Transcribe the records in full; omit images.

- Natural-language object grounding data
────────────────────

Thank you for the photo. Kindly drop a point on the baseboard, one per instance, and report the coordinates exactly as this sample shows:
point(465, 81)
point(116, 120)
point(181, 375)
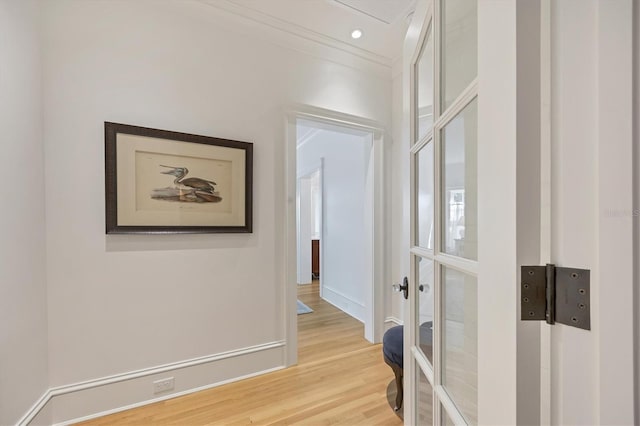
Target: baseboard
point(107, 395)
point(36, 409)
point(344, 303)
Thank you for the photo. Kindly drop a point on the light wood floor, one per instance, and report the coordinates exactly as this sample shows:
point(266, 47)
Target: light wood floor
point(341, 379)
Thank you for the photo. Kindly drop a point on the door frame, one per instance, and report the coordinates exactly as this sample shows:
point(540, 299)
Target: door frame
point(590, 377)
point(374, 305)
point(305, 174)
point(509, 119)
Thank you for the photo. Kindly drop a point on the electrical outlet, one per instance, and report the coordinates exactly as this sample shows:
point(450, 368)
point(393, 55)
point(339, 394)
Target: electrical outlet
point(163, 385)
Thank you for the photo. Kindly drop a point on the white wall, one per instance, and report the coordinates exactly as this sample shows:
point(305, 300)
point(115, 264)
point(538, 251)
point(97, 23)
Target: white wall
point(124, 303)
point(304, 229)
point(636, 203)
point(399, 193)
point(345, 266)
point(23, 309)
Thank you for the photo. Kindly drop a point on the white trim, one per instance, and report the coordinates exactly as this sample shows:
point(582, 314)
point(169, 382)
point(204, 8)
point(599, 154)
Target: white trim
point(394, 320)
point(166, 397)
point(296, 34)
point(62, 390)
point(35, 409)
point(612, 316)
point(545, 198)
point(307, 137)
point(123, 377)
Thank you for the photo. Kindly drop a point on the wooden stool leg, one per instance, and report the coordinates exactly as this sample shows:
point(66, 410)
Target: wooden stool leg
point(398, 373)
point(399, 386)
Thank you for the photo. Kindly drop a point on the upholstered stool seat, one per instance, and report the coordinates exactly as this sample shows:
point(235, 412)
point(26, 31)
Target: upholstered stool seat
point(392, 349)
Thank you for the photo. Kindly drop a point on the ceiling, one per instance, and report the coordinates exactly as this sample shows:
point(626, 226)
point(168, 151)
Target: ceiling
point(383, 22)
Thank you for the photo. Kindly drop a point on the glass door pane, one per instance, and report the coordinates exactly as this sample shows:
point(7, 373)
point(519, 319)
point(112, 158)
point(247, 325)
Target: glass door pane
point(424, 73)
point(424, 279)
point(460, 188)
point(425, 202)
point(459, 343)
point(424, 399)
point(459, 47)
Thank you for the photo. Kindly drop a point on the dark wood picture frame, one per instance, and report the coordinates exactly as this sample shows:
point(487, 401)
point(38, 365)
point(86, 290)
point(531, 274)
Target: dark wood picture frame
point(144, 195)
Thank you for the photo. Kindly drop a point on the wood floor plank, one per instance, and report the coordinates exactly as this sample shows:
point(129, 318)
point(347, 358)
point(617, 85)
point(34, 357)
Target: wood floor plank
point(341, 379)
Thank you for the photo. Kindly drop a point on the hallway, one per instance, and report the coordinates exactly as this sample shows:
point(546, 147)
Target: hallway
point(340, 379)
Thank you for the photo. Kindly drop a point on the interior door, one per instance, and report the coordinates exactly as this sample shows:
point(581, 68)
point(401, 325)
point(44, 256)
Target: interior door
point(460, 325)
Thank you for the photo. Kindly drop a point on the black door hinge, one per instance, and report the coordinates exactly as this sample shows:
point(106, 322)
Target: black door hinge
point(556, 294)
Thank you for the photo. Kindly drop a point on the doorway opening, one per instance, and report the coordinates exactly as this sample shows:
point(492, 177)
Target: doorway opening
point(335, 218)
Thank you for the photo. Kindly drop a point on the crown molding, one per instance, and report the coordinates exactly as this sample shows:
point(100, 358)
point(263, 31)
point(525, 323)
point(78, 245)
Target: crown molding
point(299, 38)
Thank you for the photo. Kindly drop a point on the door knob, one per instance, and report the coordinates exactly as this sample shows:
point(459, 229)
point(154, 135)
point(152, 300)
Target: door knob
point(404, 288)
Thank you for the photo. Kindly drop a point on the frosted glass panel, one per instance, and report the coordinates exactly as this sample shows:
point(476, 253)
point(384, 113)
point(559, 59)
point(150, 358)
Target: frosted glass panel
point(424, 277)
point(460, 341)
point(459, 47)
point(424, 73)
point(460, 188)
point(425, 399)
point(425, 202)
point(446, 419)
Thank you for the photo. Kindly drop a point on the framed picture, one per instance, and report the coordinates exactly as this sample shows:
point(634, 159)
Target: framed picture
point(163, 182)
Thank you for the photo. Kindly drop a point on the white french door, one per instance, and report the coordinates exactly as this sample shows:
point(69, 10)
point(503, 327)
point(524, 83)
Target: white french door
point(452, 373)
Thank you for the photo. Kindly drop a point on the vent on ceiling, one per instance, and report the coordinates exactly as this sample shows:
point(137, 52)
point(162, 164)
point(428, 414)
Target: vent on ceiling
point(386, 11)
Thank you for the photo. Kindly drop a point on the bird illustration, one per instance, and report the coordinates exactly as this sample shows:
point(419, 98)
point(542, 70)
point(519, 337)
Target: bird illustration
point(192, 182)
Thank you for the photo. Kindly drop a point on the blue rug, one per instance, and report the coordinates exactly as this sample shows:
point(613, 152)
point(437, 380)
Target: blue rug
point(303, 309)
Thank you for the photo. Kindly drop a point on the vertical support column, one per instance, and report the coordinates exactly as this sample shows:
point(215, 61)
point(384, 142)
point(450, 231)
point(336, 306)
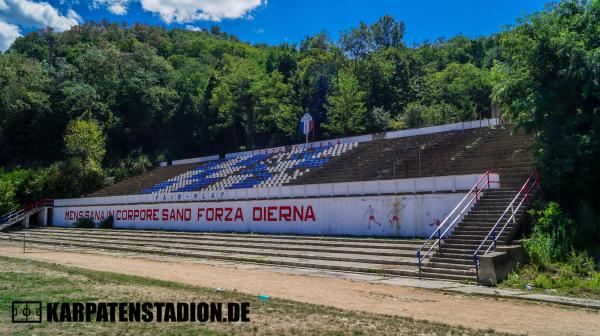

────────────────────

- Reply
Thank you for the photo. Kindly drop a point on the baseboard, one per instance, and report the coordinates exactly as this sample shows:
point(465, 81)
point(116, 120)
point(181, 375)
Target: baseboard
point(107, 395)
point(36, 409)
point(344, 303)
Thank you for the photo. Kindly drop a point on the light wood floor, one per instance, and report the coordinates exactly as this sample shows:
point(266, 47)
Target: light wood floor
point(341, 379)
Thank you for the photo. Kindly drop a point on the door frame, one per instance, and report the coordinates exactly as this sample shows:
point(540, 299)
Target: door frame
point(590, 377)
point(374, 305)
point(305, 174)
point(509, 119)
Thank you for the photo. Kindly drop a point on the electrical outlet, one per instance, and report the coordinates exactly as this sample shows:
point(450, 368)
point(393, 55)
point(339, 394)
Target: electrical outlet
point(163, 385)
Thank you for the photo. Kindly drop a point on the white wall, one per instance, and report the coordinates exactly as this sample shows:
point(305, 300)
point(115, 264)
point(538, 251)
point(97, 23)
Target: white wall
point(124, 303)
point(304, 229)
point(636, 203)
point(399, 193)
point(345, 266)
point(23, 309)
Thank you for the photo. Kindly drop a point on the white trim, one per instance, and report the coordinates exactly as this sample shows:
point(582, 314)
point(169, 382)
point(204, 8)
point(599, 154)
Target: white trim
point(394, 320)
point(166, 397)
point(296, 34)
point(62, 390)
point(35, 409)
point(612, 316)
point(545, 198)
point(307, 137)
point(123, 377)
Thank you for the photo. Kindly drop a point on the wooden stool leg, one per instance, and report the coordinates exactly as this sample shows:
point(66, 410)
Target: wooden stool leg
point(398, 373)
point(399, 386)
Thank you for the photo. Kindly drop a point on the upholstered stool seat, one per instance, and report the coordinates exactly as this sample shows:
point(235, 412)
point(26, 31)
Target: upholstered stool seat
point(392, 349)
Thank you for the photo. Kindly drop a point on the ceiling, one per instance, and report the coordinates exactly as this sample shows:
point(626, 226)
point(168, 151)
Target: ceiling
point(383, 22)
Thank you for the photo. Kindly drop a point on the glass door pane, one per instance, and report the coordinates exactly as this sample shows:
point(7, 373)
point(519, 319)
point(112, 158)
point(247, 325)
Target: glass door pane
point(424, 73)
point(424, 279)
point(460, 188)
point(425, 202)
point(459, 343)
point(424, 399)
point(459, 47)
Thank you for the photo. Kindly drop a point on the dark wood picture frame, one per instance, and report the coordinates exactly as this sample shows:
point(487, 401)
point(38, 365)
point(86, 290)
point(531, 274)
Target: dark wood picture frame
point(144, 195)
Thank you for the photo. Kindly drop a point on the wood floor plank, one per instance, and report the coordinates exactly as this sample shows:
point(129, 318)
point(347, 358)
point(617, 85)
point(34, 357)
Target: wood floor plank
point(341, 379)
Thank you for the photo. Kindly drop a point on the hallway, one per instance, and report the coordinates exactly as this sample shows:
point(546, 147)
Target: hallway
point(340, 379)
Thank you for the photo. Kindly drop a point on the interior door, one per instance, and report the coordinates exactly as this sample shows:
point(581, 68)
point(401, 325)
point(44, 256)
Target: interior door
point(460, 325)
Thank you for the photo. Kindly drop a point on the black door hinge, one per instance, and report the coordinates exactly as this sample shows:
point(106, 322)
Target: black door hinge
point(556, 294)
Thank you for the photo. Kindly drop a point on the doorway opening, one per instance, and report the coordinates exactly as this sample shows:
point(492, 177)
Target: doorway opening
point(335, 218)
Thank you for the photo. Kindly drop a point on the crown molding, one per instance, and report the coordinates exactly as this sample shows:
point(100, 358)
point(263, 31)
point(525, 323)
point(78, 245)
Target: crown molding
point(299, 38)
Thank you for the photo. Kindly drop a point on the door knob, one per instance, and report the coordinates exactly as this sample shows:
point(459, 229)
point(154, 135)
point(152, 300)
Target: door knob
point(404, 288)
Thank you for the photo. Kindly drop a point on the frosted glass panel, one per instance, and report the coordinates exactly as this sample shows:
point(476, 253)
point(384, 113)
point(559, 59)
point(150, 358)
Target: frosted glass panel
point(424, 277)
point(460, 341)
point(459, 47)
point(424, 73)
point(460, 188)
point(425, 399)
point(425, 202)
point(446, 419)
Thank you for the photo. Kindly drop a point on the framed picture, one per instance, and report the coordinates exactly as this sample shows:
point(634, 159)
Target: framed picture
point(163, 182)
Thank you for the photo. Kindly drop a point on the white french door, one per instance, and report the coordinates exactly as this sample shows:
point(69, 10)
point(503, 327)
point(524, 83)
Target: white french door
point(452, 373)
Thank you for the photo. Kindly drop a point on the vent on ceiling, one per instance, and report the coordinates exactly as this sample shows:
point(137, 52)
point(162, 164)
point(428, 414)
Target: vent on ceiling
point(386, 11)
Thank you for the photo. Kindly drop a point on the bird illustration, one per instance, and report the coordinates exactly as this sample shows:
point(419, 98)
point(542, 70)
point(519, 337)
Target: bird illustration
point(192, 182)
Thank you for the photo. Kindly drop a point on the blue rug, one per instance, and report the coordinates exactly as this sample shows:
point(613, 152)
point(437, 380)
Target: blue rug
point(303, 309)
Thank you for the photo. Kindly drop a point on the vertical support column, one per instance, and report the coordinates exactly as this sample shows:
point(215, 61)
point(384, 142)
point(450, 231)
point(336, 306)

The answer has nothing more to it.